■ **Task prompt**: Go through the entries that follow and count every line with the string "chrome". Reply with the number only.

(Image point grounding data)
************

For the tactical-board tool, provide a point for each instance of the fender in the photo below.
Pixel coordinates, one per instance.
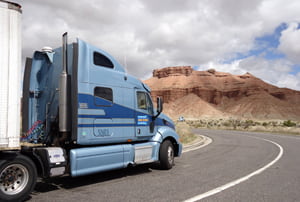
(167, 133)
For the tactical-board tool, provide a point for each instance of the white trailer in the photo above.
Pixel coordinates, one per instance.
(10, 82)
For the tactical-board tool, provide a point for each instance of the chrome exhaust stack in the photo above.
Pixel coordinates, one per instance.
(64, 90)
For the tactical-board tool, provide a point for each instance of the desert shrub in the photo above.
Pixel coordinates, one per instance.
(289, 123)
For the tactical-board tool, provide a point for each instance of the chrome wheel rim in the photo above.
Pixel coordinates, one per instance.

************

■ **Exercise result**: 2